• [Exercise details]: Output every line below without omitting or altering anything.
**** Recorded information
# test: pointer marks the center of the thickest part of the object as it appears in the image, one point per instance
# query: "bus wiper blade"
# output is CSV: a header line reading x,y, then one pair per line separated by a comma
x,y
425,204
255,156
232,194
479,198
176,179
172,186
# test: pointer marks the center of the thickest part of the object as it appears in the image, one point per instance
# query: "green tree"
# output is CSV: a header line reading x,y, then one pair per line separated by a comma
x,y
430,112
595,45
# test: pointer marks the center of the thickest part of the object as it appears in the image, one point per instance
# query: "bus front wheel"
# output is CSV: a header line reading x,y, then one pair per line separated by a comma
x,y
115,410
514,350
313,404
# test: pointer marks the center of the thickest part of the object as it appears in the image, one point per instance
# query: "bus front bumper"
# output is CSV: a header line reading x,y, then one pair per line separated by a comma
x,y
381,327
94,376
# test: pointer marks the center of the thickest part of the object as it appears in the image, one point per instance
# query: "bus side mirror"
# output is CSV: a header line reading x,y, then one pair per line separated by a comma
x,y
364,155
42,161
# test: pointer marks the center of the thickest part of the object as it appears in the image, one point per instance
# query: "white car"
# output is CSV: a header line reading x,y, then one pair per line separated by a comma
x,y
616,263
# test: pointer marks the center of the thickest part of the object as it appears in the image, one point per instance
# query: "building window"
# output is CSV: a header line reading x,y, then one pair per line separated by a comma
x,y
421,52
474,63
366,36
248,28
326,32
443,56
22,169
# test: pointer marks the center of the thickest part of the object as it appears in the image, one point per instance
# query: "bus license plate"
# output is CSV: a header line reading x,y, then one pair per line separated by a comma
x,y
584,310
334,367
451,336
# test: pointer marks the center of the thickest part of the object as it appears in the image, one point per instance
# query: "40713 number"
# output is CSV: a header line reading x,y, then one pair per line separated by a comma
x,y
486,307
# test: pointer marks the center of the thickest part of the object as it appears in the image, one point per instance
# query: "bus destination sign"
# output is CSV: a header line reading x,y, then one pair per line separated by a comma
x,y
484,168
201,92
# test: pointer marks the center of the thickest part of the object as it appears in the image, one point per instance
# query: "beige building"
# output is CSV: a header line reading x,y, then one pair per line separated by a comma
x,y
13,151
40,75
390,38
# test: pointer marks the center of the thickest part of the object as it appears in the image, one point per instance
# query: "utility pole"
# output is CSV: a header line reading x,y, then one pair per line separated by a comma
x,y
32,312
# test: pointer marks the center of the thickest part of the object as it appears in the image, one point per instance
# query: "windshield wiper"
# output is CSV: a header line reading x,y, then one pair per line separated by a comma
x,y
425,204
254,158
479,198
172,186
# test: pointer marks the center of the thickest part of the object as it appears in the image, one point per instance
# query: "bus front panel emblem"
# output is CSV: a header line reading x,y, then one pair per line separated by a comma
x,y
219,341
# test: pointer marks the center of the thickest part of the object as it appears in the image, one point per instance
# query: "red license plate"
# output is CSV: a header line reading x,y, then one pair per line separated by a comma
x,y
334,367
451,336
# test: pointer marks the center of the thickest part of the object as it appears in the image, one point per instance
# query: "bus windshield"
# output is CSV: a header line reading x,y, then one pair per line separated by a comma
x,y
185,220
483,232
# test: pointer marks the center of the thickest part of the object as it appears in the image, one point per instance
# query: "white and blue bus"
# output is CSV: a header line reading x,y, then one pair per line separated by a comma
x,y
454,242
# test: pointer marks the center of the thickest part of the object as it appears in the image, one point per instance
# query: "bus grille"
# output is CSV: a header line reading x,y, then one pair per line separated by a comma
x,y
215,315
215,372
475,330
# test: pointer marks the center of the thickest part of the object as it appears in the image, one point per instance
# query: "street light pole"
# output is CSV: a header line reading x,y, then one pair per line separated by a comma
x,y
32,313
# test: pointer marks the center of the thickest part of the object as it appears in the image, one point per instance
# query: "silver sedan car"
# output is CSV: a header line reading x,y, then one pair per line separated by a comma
********
• [Response for this exercise]:
# test: pointer marks the center of the thickest part of the object as it appears in the image, one point per instance
# query: "bus wiper blade"
# output is CSV: a header line reading x,y, then one pair per line separated by a comma
x,y
425,204
255,156
232,194
479,198
176,179
172,186
# test: pointer marks the center of the thickest part of the object as it appears in the image, one point per instance
# query: "green tree"
# output is CSV: a header line reading x,y, then one pair per line separated by a comma
x,y
430,112
595,45
# test: pointer marks the center of the thickest part of the object as it appears in the image, one point per instance
# query: "bus front wheel"
# output is CSV: a header line reading x,y, then one pair per line separated by a comma
x,y
115,410
514,350
313,404
# test: pointer marks the center of the thickest part of the object as it appears in the image, one point per instance
# query: "bus front bumper"
# output is CSV: a header line reading x,y, then one pair per line separated by a comma
x,y
381,327
94,376
# test: pointer marks the center of the thickest part of the object as it appears in the image, one point per instance
# query: "bus side mirror"
# output is CSV: a header line reading x,y, then one pair per line separated by a comma
x,y
364,155
42,161
# test: pointer marks the center of the thickest part of the object as it appears in the image, one point per instance
# query: "white car"
# output is CSV: a header line reading x,y, then one pair per line separated by a comma
x,y
616,263
# test: pointer marks the center of the thickest part of the object as it appears in the image, one point per instance
# query: "building window"
# output is CSV: a header line reading x,y, then one pair per line separated by a comma
x,y
421,52
474,63
366,36
248,28
326,32
443,56
22,169
# test: pointer marks the center of the thickest part of the object as it appears in the image, one point per instance
# query: "bus license plate"
# output is CSV: a header line reading x,y, then one pair per line separated by a comma
x,y
584,310
334,367
451,336
# test: pointer marks the center of the thickest part of the object as it appears in the image, one point per instance
# query: "40713 number"
# output is CSV: a header line reading x,y, then one pair per line separated by a comma
x,y
486,307
# test: pointer marks the center of the thickest part of the object as it appears in the image, one point per instance
# query: "bus destination sign"
# output is CSV: a header line reading x,y, then one pair per line separated by a comma
x,y
484,168
201,92
# test: pointer marks the center of the thickest part of the object as it appears in the image, one point per instance
# query: "beige building"
# output is CSV: a header line reading x,y, then one pair per line separated by a comma
x,y
13,151
40,75
390,38
# test: pointer marks the center of the thickest part of the object as it appears in the image, one point per instance
# query: "utility pole"
# output is CSV: a header line reading x,y, then one pair per line separated by a comma
x,y
32,312
# test: pointer marks the center of the thickest part of the object as it appears in the image, one point per instance
# query: "windshield wiper"
# output is CSV: a header line reading x,y, then one pair per line separated by a comma
x,y
425,204
254,158
479,198
172,186
# test: pointer marks the center of the thickest part of the object as it appears in the image, one point per instance
# query: "bus front panel emblem"
# output is CSV: a header line reading x,y, then one pair per line separated by a comma
x,y
219,341
# test: pointer marks the center of the thickest part of the object as it appears in the image, one point per instance
# query: "red license plate"
# output is CSV: a header line reading x,y, then one pair per line separated by a comma
x,y
334,367
451,336
# test: pointer marks the center of the thickest part of the object as it appears in the image, one point per instance
# query: "bus windshield"
# output is CSV: a header line reading x,y, then one pair per line separated by a comma
x,y
185,220
483,232
# test: pointer marks the center of the thickest part of the object as it appears in the image, one point per instance
# query: "white and blue bus"
# output is CSV: a header line reading x,y, then one pair per line separated by a comma
x,y
454,242
# test: pointer marks the center of the thickest part of the object as it appears in the image, one point per instance
# query: "bus grille"
# output is CSV: a header line reading x,y, then one pair per line separated by a comma
x,y
215,315
215,372
475,330
# test: pointer marks the center of the thickest part of the object as it appears in the image, one point per instance
# query: "street light pole"
# output is CSV: a header line reading x,y, then one pair per line separated by a comma
x,y
32,313
# test: pointer marks the center of the thickest part of the object as it appears in the image, one point per instance
# query: "silver sedan car"
# output is CSV: a header line reading x,y, then one pair per line separated by a comma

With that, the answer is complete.